PROMPT:
All lines of the records below that contain the word "rear" must be listed.

━━━ DATASET EXCERPTS

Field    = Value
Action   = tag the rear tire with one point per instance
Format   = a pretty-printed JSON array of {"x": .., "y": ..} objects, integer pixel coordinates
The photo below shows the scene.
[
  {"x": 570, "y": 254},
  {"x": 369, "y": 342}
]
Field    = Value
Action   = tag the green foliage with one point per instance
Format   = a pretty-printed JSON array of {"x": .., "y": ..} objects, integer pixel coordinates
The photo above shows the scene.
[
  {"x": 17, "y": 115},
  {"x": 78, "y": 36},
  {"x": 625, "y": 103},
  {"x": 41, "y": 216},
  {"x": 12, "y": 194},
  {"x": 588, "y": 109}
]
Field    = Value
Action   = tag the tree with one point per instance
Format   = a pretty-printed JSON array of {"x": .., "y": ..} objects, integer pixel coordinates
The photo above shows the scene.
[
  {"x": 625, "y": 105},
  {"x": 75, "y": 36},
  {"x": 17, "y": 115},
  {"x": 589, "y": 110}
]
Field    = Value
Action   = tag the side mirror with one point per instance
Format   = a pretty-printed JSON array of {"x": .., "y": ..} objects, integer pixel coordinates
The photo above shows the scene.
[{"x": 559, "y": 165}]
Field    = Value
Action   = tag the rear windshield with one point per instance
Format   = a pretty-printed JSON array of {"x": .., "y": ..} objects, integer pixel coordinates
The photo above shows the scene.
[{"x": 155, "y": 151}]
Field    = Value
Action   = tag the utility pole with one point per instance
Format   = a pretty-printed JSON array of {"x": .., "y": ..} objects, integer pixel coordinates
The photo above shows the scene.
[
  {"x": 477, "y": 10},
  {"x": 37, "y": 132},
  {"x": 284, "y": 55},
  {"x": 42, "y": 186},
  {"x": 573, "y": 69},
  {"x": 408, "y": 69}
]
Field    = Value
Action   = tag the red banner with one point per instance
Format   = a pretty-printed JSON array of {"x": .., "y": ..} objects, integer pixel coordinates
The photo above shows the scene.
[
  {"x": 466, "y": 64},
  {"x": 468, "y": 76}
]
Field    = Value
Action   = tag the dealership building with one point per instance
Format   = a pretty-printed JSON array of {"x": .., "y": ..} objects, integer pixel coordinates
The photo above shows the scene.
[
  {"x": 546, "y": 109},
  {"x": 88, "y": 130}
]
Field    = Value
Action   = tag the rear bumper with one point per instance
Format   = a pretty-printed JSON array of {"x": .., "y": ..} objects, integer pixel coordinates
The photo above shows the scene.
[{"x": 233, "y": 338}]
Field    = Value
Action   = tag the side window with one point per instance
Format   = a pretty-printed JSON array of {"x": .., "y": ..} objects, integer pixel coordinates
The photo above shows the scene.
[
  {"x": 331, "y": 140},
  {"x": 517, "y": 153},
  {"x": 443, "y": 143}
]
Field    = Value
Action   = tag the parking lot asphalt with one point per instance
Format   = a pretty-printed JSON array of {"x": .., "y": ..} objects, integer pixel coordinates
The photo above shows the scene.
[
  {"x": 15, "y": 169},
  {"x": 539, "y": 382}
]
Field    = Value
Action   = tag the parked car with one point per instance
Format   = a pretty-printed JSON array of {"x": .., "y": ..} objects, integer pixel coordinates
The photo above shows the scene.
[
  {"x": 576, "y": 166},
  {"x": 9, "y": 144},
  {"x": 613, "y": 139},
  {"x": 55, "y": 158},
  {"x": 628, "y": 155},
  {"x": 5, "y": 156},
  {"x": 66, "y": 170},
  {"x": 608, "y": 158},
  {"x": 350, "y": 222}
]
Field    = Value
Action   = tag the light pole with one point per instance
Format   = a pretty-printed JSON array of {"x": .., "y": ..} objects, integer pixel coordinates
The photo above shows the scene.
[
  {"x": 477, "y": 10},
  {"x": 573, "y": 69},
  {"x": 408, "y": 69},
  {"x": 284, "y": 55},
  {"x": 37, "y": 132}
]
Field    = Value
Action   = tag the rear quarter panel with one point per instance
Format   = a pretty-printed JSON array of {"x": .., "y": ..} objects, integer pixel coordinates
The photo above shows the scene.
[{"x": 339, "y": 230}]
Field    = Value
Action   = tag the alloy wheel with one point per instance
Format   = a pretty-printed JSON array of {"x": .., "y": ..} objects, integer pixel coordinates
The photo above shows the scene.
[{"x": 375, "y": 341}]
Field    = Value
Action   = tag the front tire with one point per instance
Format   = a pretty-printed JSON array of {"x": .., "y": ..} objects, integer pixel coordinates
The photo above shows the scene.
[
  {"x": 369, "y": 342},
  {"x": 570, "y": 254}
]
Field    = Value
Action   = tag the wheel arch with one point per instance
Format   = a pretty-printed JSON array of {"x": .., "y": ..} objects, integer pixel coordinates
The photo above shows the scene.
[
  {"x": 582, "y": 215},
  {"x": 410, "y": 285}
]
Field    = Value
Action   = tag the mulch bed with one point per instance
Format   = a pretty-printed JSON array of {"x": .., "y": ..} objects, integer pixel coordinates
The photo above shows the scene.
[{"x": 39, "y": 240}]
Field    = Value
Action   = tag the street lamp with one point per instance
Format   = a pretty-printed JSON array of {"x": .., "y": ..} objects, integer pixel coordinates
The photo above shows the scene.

━━━━━━

ANSWER TO THE PROBLEM:
Action   = tag the rear tire with one point per instance
Action   = tag the rear windshield with one point per instance
Action   = tag the rear bumper with one point per instance
Action   = tag the rear quarter panel with one point per instance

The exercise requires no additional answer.